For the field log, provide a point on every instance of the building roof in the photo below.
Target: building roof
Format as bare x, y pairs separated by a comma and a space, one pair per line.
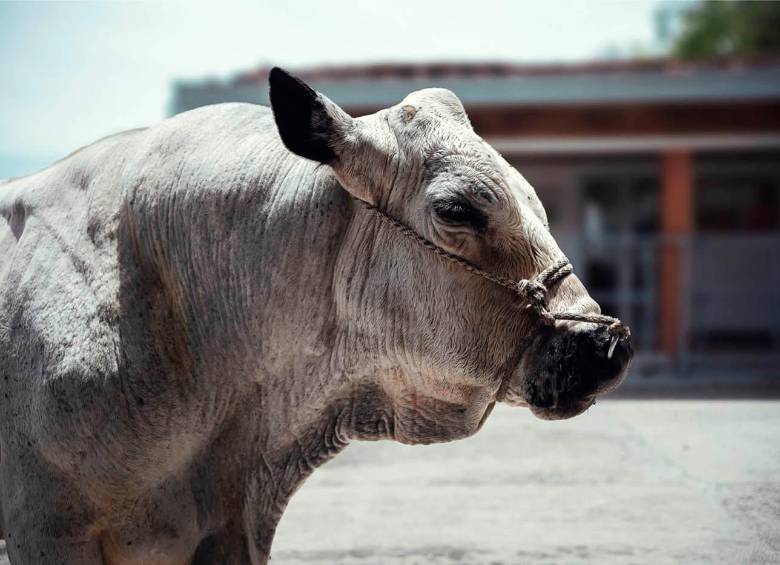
491, 83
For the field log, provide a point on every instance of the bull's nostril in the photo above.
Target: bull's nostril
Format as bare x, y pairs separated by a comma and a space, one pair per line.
612, 344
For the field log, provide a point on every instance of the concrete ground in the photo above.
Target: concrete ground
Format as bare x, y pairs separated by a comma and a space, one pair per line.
630, 481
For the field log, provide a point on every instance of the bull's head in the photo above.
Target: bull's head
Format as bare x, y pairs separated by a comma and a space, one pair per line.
437, 343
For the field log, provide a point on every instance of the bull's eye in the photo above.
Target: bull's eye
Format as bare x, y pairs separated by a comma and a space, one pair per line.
459, 212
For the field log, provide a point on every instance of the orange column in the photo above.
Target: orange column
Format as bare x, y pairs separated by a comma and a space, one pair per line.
677, 220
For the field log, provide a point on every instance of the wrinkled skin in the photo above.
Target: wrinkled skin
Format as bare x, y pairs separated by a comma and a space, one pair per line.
193, 318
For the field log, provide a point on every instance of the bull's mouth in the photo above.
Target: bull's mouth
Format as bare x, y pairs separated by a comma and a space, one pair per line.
563, 410
562, 372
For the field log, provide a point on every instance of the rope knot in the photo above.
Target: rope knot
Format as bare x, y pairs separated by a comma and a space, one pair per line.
533, 295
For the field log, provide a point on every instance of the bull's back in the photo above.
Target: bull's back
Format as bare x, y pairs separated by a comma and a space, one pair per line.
62, 236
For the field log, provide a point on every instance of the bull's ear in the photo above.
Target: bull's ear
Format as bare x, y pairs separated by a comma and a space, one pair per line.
309, 124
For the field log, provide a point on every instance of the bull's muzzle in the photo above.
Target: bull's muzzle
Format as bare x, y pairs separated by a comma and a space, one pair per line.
564, 370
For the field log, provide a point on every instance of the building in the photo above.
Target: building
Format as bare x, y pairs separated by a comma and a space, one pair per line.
661, 180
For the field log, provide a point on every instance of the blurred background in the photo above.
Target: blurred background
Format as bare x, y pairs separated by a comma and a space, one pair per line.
651, 131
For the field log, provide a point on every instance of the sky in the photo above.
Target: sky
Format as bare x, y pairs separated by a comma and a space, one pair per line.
71, 73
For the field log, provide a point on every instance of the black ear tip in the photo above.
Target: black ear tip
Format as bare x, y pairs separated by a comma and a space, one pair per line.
277, 74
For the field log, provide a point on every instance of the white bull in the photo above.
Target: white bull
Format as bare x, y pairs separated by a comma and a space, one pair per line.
196, 315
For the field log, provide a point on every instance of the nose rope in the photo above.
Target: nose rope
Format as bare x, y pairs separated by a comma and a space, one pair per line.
531, 292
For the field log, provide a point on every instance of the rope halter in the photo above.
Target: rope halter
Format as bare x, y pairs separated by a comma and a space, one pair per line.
532, 292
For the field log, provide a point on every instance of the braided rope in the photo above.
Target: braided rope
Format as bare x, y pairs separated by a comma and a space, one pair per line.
532, 292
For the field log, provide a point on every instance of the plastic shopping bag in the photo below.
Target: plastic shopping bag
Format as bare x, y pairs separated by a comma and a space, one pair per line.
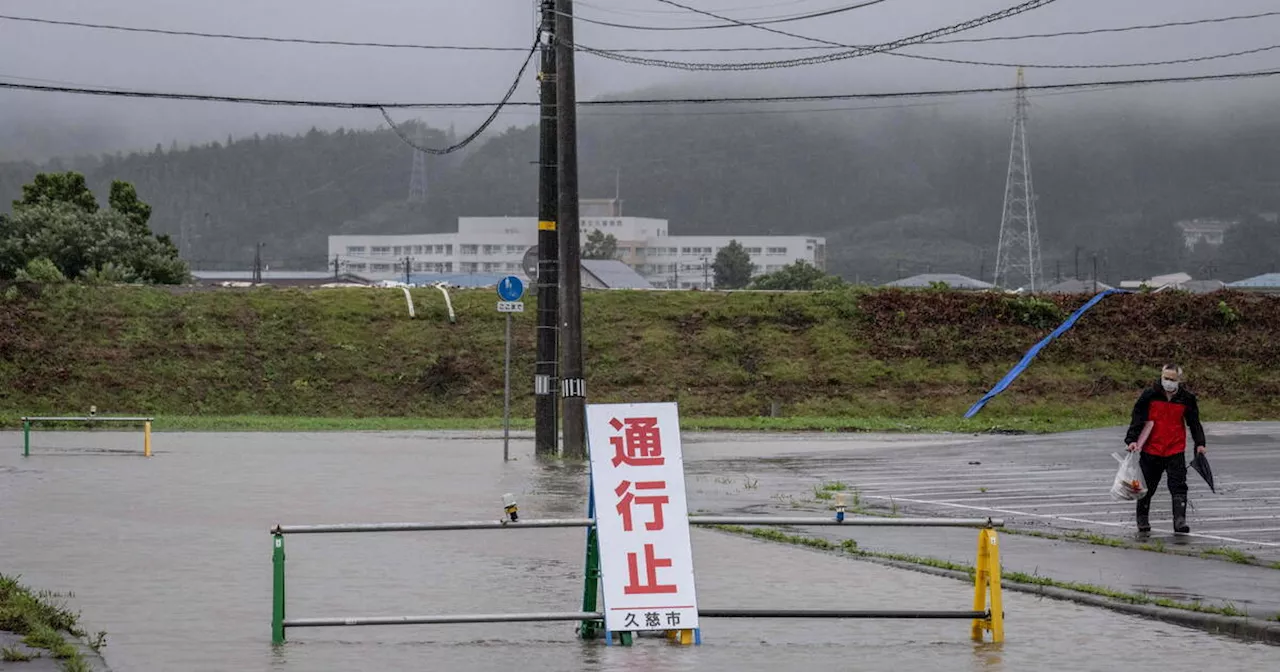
****************
Work to complete
Please repeat everything in the data above except the pictures, exactly as it reads.

Result of the task
For the field log, provide a point on every instance of the building roof in the photo below.
Target: building roof
Format as bare x, y pairs separated by a comma and a space, one pair per line.
491, 83
For the field log, provide a point on every instance of the bull's nostril in the photo above.
Target: bull's nostril
Format as bare x, y pairs separated by a comma and a space, one pair per line.
612, 344
For the field log, provide a point on every instance of the concrete ground in the photo above.
Target: concrete ground
Format as bare x, y pairs separated by a comma and a space, one pair per line.
630, 481
For the field log, provide a point on every instance of the bull's head in the photo above.
Target: bull's head
Format as bare x, y pairs separated by a comma and a space, one pair per line.
437, 343
For the field log, provide a point on every instance of the bull's eye in the photo above.
Target: bull's eye
Format as bare x, y pairs separated by a comma and a space, one pair per line.
459, 212
For the field log, provide a point on every instance of the orange column in the photo above.
Target: orange column
Format as bare x, y pairs separated by a comma and a space, one pair per line.
677, 220
For the field log, provide a point on every instance of the wrinkled skin in the photo above.
Target: wrinkled skin
Format as bare x, y pairs separated by a comma and a space, one pair per line.
193, 318
For the field log, provide a point on every instance of the bull's mouth in the photo above.
Target: bull's mouth
Format as bare x, y pairs separated by a comma and a space, one pair per line.
563, 410
562, 372
For the field log, provide a point on every instance of the rope knot in the photo above.
Target: rope knot
Format as bare x, y pairs separated by a comma and a space, one pair per line.
533, 295
For the field log, provide a point on every instance of the bull's back in the photo above.
Target: bull's back
Format as bare x, y pairs separated by a comma and a space, one pair per line.
62, 236
For the field log, provide a point on every instance of the bull's ear in the photo above.
Target: bull's ear
Format as bare x, y pairs separated by a comma and a space, one pair per line.
309, 124
For the field log, provide a point on every instance of the bull's muzzle in the photo above.
Target: bull's muzzle
Format as bare x, y pairs separated by a comma and a space, one pair per line.
564, 370
For the field log, provide a point on every instance of the building in the photo above.
Target: building
Format as bare x, y pairs separated by a comma and a space, one pair per line.
661, 180
For the field log, provide a point on every instance of the blurred background in the photo above.
Target: blurred background
Format as bare x, y pairs separated by a comma and a space, one pair per line.
651, 131
For the field log, provide a point on every instance of the sky in the photo above.
Target: sky
Format as bare x, y pairs separated by a comma and a space, one pair per line.
71, 73
For the field log, provide a point on every instance of the black ear tip in the photo above.
Target: black ear tip
Format as bare x, y pairs separated by a comma and a space, one pair per line.
277, 74
For the field log, provide a point on every instance of the white bull in the photo above.
Target: white bull
Format as bare x, y pairs separated by a comma and a space, one pair per line.
196, 315
For the field log, provide a point on every instance of the nose rope in the photo above.
Target: nose rope
Format as bare x, y pairs separated by a comma and a space, one pair per line.
531, 292
For the field log, provide a point on every instance of the rope halter in the photo above.
Target: rope halter
Format as bare x, y pairs separated by a comma and a space, one pair per line.
532, 292
For the field log, provide a point on every instance of the braided rope in the photo above.
Target: braided rope
Format as bare x, y pairs separated by a comma and a space, one pair per line.
532, 292
For the field log, provide a point on every instance of the plastic shopping bag in the photo below.
Target: plastic shopping bag
Format as bare x, y pairs separated by a comma and a space, one pair per line.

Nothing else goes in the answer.